Given task: From the blog post below, return everything from "A Former MIS" down to "in debt... .", copied word for word.

Analytics

Saturday, April 6, 2013

Miscellany: 4/06/13

Quote of the Day
It is not the mountain we conquer
but ourselves.
Edmund Hillary

A Former MIS Professor Gets This

From Stansberry Radio:
James Altucher: Let me tell you a very quick story. So, my first job out of graduate school was doing computer programming at HBO, the television channel, so I went to undergrad for computer programming. I went to grad school for computer science. I get to the job and the first thing they had to do... they had to send me to a class for remedial programming because I had absolutely no skills, [laughter] but I had $70,000.00 in debt... .
NAS and the Bowdoin Project

Familiar readers may recall my last segment on NAS, as they discuss how the history requirement at one of my alma maters, the University of Texas (Austin), had become a casualty of identity politics. (Somehow real history, as well as other academic areas, has been "fixed" in misguided attempts to build the self-esteem of those in politically protected special-interest groups--race, ethnicity, gender, religion, sexual orientation, disabled, etc.)

HT to Linda Chavez whose latest column references the Bowdoin College project. Bowdoin, based in Brunswick, ME, is one of the oldest, most prestigious private liberal arts colleges in the US, boasting among its graduates Longfellow, Hawthorne and President Pierce. A recent quote is that it costs $56K a year to attend Bowdoin. (Bowdoin is richly endowed and claims that in-need students are provided grants, not loans.)

Collected material:
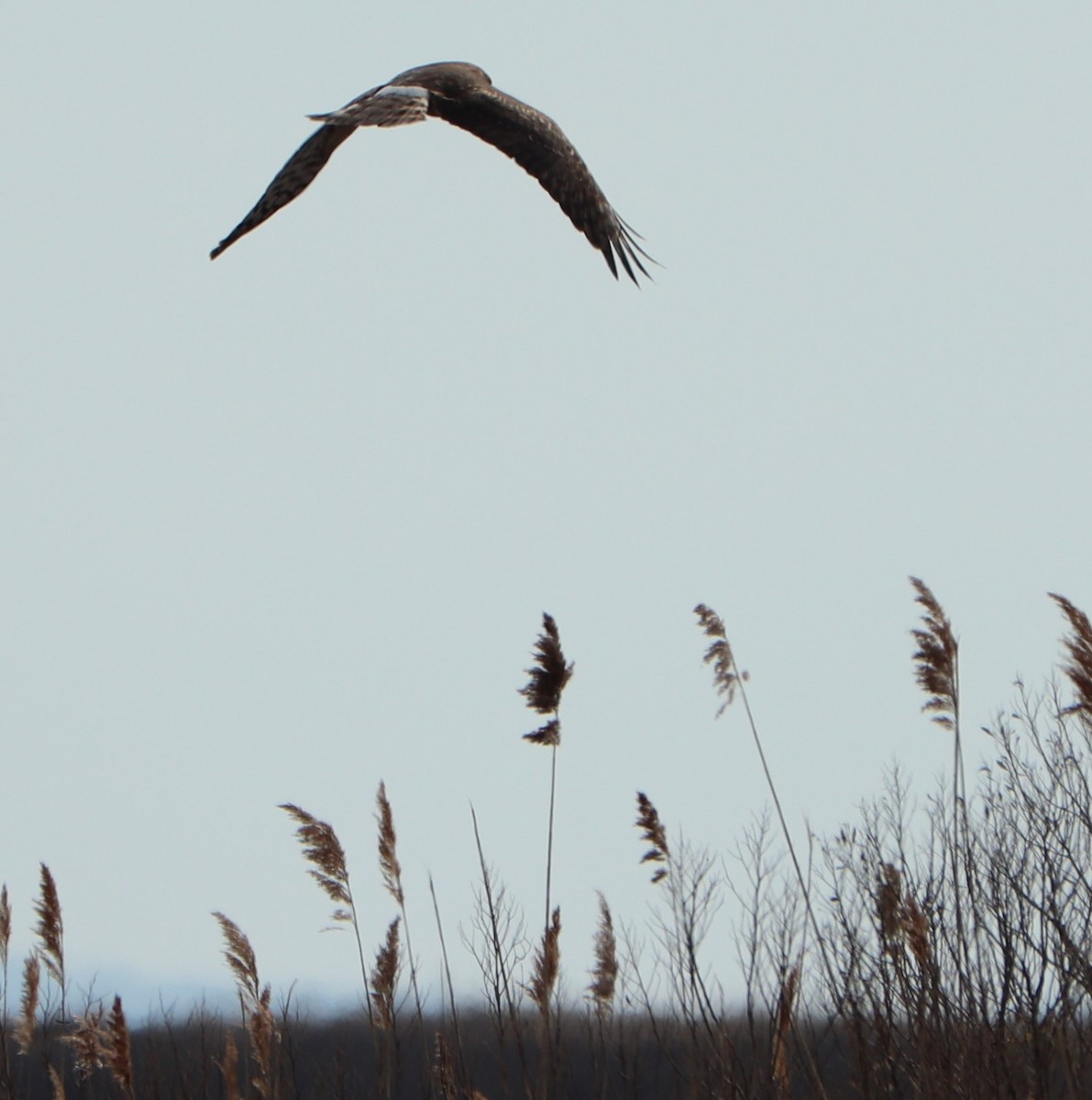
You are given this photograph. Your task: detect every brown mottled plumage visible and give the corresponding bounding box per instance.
[210,61,651,282]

Result of the task:
A Former MIS Professor Gets This

From Stansberry Radio:
James Altucher: Let me tell you a very quick story. So, my first job out of graduate school was doing computer programming at HBO, the television channel, so I went to undergrad for computer programming. I went to grad school for computer science. I get to the job and the first thing they had to do... they had to send me to a class for remedial programming because I had absolutely no skills, [laughter] but I had $70,000.00 in debt... .